FRAGMENTO DE LECTURA ▸
III. LA FIESTA DE JESUCRISTO REY
20. Ahora bien: para
que estos inapreciables provechos se recojan más abundantes y vivan estables en
la sociedad cristiana, necesario es que se propague lo más posible el
conocimiento de la regia dignidad de nuestro Salvador, para lo cual nada será
más dtcaz que instituir la festividad propia y peculiar de Cristo Rey.
Las fiestas de la Iglesia
Porque para instruir al
pueblo en las cosas de la fe y atraerle por medio de ellas a los íntimos goces
del espíritu, mucho más eficacia tienen las fiestas anuales de los sagrados
misterios que cualesquiera enseñanzas, por autorizadas que sean, del eclesiástico
magisterio.
Estas sólo son
conocidas, las más veces, por unos pocos fieles, más instruidos que los demás;
aquéllas impresionan e instruyen a todos los fieles; éstas —digámoslo así—
hablan una sola vez, aquéllas cada año y perpetuamente; éstas penetran en las
inteligencias, a los corazones, al hombre entero. Además, como el hombre consta
de alma y cuerpo, de tal manera le habrán de conmover necesariamente las
solemnidades externas de los días festivos, que por la variedad y hermosura de
los actos litúrgicos aprenderá mejor las divinas doctrinas, y convirtiéndolas
en su propio jugo y sangre, aprovechará mucho más en la vida espiritual.

CONSIGNA ESCRITA 1 ▸
Responde a partir del fragmento:
(a) ¿Qué festividad propone instituir el fragmento?
(b) Según el fragmento, ¿quiénes conocen, las más veces, las enseñanzas del magisterio eclesiástico?
(c) ¿De qué consta el hombre, según el fragmento?
CONSIGNA ESCRITA 2 ▸ Muestra cada línea de los registros en la que aparezca la palabra "nose".

FILAS ▸

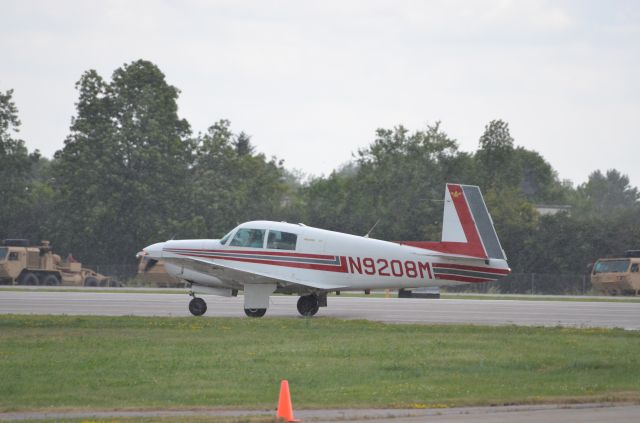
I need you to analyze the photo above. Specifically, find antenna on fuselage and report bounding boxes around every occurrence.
[364,219,380,238]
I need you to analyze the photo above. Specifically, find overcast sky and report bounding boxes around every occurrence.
[0,0,640,185]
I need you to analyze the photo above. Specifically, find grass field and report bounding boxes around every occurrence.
[0,315,640,411]
[0,286,640,303]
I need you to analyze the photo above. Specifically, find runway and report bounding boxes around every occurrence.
[0,290,640,330]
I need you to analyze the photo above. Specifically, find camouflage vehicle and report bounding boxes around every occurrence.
[0,239,117,286]
[591,250,640,295]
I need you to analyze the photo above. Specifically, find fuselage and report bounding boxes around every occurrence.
[145,221,509,292]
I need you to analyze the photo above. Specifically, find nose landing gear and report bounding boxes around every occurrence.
[189,296,207,316]
[298,294,326,317]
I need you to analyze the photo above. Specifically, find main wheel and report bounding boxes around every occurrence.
[244,308,267,317]
[189,298,207,316]
[18,272,38,285]
[298,295,320,317]
[42,274,60,286]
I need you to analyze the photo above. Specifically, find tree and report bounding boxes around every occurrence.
[54,60,193,263]
[0,90,40,238]
[578,169,640,215]
[191,120,289,237]
[475,120,522,189]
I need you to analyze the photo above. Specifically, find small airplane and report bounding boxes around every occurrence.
[138,184,511,317]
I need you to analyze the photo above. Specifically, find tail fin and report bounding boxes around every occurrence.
[402,184,507,260]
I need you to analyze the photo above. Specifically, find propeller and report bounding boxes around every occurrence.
[144,258,158,273]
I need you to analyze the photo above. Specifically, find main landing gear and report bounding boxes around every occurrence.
[244,308,267,317]
[298,294,320,317]
[189,296,207,316]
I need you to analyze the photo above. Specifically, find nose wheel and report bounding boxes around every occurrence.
[298,295,320,317]
[189,297,207,316]
[244,308,267,317]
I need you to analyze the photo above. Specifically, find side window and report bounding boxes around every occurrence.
[267,230,298,250]
[220,231,233,245]
[229,228,265,248]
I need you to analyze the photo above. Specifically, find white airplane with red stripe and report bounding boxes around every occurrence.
[139,184,510,317]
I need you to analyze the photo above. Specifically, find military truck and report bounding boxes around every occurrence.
[591,250,640,295]
[0,239,117,286]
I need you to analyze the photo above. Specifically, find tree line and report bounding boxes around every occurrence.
[0,60,640,273]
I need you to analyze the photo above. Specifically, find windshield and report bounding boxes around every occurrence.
[220,229,233,244]
[593,260,629,275]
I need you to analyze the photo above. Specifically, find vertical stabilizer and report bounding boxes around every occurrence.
[442,184,506,260]
[401,184,506,261]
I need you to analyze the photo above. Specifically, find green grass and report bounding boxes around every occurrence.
[0,315,640,411]
[15,416,274,423]
[5,286,640,303]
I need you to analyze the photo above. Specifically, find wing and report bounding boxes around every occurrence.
[162,257,348,290]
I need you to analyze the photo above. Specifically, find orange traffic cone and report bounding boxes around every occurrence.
[276,380,300,422]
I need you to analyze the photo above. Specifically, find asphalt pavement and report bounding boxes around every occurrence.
[0,290,640,330]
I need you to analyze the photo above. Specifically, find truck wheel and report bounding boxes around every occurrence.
[42,275,60,286]
[18,273,38,285]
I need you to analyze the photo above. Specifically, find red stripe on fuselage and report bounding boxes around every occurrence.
[167,247,336,260]
[176,253,347,273]
[432,263,511,276]
[436,274,495,283]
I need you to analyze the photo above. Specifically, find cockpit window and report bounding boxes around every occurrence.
[229,228,266,248]
[267,229,298,250]
[220,230,233,244]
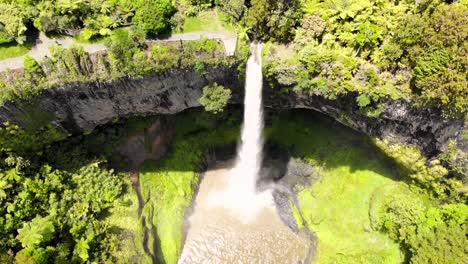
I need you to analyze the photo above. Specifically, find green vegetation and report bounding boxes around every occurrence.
[266,112,402,263]
[262,0,468,117]
[0,43,32,60]
[133,0,175,35]
[0,28,234,103]
[200,83,231,114]
[174,10,234,33]
[267,112,468,263]
[0,124,129,263]
[140,113,239,263]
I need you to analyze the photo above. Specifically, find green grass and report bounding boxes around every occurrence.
[136,112,239,264]
[106,180,151,263]
[267,113,403,263]
[0,42,32,60]
[174,9,235,33]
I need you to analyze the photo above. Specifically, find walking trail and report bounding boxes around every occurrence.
[0,31,237,72]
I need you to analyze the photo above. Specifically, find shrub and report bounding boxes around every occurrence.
[247,0,302,41]
[200,83,231,114]
[132,0,175,35]
[23,55,41,73]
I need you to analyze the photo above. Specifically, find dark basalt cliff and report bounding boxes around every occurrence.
[0,66,467,156]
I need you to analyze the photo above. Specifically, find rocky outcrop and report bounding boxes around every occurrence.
[0,66,462,156]
[265,88,468,157]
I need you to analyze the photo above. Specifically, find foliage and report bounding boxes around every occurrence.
[247,0,301,41]
[0,123,128,263]
[0,2,31,44]
[264,0,468,115]
[132,0,175,35]
[217,0,246,21]
[200,83,231,114]
[371,184,468,263]
[0,42,32,60]
[140,110,239,263]
[374,139,461,197]
[265,111,402,263]
[23,55,41,73]
[0,27,236,103]
[17,216,55,248]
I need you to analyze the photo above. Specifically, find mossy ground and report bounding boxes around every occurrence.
[0,42,32,60]
[267,112,403,263]
[140,110,239,263]
[174,9,235,33]
[106,108,428,263]
[106,180,151,263]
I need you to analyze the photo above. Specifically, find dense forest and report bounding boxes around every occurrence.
[0,0,468,263]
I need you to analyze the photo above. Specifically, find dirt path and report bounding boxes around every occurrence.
[0,31,237,72]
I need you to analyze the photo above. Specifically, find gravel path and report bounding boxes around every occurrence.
[0,32,237,72]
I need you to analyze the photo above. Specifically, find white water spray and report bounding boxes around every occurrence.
[207,44,274,221]
[229,44,263,194]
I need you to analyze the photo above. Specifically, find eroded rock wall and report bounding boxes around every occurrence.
[0,66,468,156]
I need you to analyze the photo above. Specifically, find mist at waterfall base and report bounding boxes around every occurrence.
[209,44,274,222]
[178,45,309,264]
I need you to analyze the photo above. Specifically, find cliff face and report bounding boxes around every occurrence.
[0,67,467,156]
[0,64,241,133]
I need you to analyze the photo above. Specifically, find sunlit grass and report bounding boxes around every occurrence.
[0,42,32,60]
[140,111,239,263]
[105,180,151,263]
[267,113,402,263]
[175,9,234,33]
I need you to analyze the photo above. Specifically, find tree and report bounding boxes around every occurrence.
[218,0,246,21]
[132,0,175,35]
[200,83,231,114]
[17,216,55,248]
[247,0,302,41]
[23,55,41,73]
[0,3,29,44]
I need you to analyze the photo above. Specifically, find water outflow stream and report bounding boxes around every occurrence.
[179,44,309,264]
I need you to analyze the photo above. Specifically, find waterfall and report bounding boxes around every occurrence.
[210,44,274,222]
[229,44,263,194]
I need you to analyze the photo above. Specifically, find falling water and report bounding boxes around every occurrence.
[179,44,308,264]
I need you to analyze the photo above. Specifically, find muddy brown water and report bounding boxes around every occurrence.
[179,163,310,264]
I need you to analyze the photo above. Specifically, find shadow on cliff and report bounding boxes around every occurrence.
[265,110,405,183]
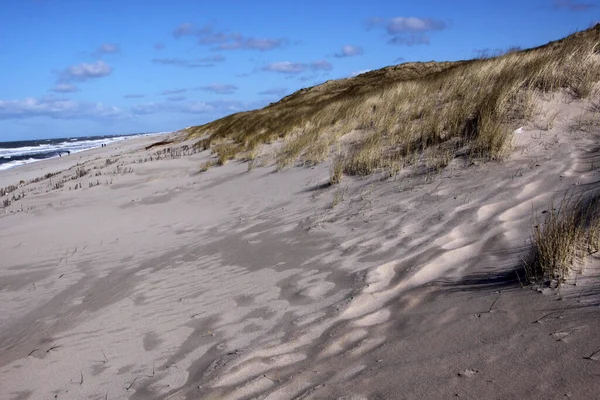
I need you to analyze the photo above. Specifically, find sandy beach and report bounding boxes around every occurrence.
[0,88,600,400]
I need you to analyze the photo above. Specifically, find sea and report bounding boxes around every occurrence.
[0,132,171,171]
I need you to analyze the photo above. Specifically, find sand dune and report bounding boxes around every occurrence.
[0,93,600,399]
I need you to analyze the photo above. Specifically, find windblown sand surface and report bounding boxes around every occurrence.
[0,95,600,400]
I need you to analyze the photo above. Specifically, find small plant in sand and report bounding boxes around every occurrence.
[329,156,344,185]
[525,196,600,284]
[198,160,218,172]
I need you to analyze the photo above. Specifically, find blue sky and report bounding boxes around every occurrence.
[0,0,600,141]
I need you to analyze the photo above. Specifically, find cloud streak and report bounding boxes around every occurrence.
[198,83,238,94]
[172,22,288,51]
[94,43,121,56]
[161,89,187,96]
[58,60,113,83]
[50,83,79,93]
[151,54,225,68]
[554,0,596,11]
[258,87,288,97]
[131,100,263,115]
[262,60,333,74]
[0,96,126,119]
[367,17,448,46]
[333,44,363,58]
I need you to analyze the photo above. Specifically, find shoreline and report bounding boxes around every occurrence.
[0,94,600,400]
[0,132,174,188]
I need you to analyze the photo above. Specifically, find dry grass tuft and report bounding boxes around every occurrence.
[187,24,600,175]
[198,160,219,172]
[526,197,600,284]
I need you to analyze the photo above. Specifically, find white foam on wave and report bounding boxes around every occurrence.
[0,132,171,171]
[0,158,40,171]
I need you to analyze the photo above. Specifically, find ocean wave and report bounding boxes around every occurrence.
[0,132,170,171]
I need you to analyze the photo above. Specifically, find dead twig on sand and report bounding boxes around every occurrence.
[46,345,60,353]
[583,349,600,361]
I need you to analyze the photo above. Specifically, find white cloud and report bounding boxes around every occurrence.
[0,96,126,119]
[215,36,287,51]
[161,89,187,96]
[198,83,238,94]
[58,60,112,83]
[173,22,196,38]
[172,22,288,51]
[334,44,363,58]
[152,54,225,68]
[386,17,446,35]
[367,17,448,46]
[350,69,371,78]
[262,60,333,74]
[310,60,333,71]
[50,83,79,93]
[95,43,121,55]
[262,61,306,74]
[131,100,250,115]
[258,87,288,97]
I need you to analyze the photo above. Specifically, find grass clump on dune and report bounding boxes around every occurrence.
[188,24,600,175]
[526,197,600,284]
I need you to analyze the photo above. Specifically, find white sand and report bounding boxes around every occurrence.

RESPUESTA CORRECTA 1 ▸
(a) La festividad propia y peculiar de Cristo Rey.
(b) Unos pocos fieles, más instruidos que los demás.
(c) De alma y cuerpo.

RESPUESTA CORRECTA 2 ▸
I need you to analyze the photo above. Specifically, find nose landing gear and report bounding boxes around every occurrence.
I need you to analyze the photo above. Specifically, find nose wheel and report bounding boxes around every occurrence.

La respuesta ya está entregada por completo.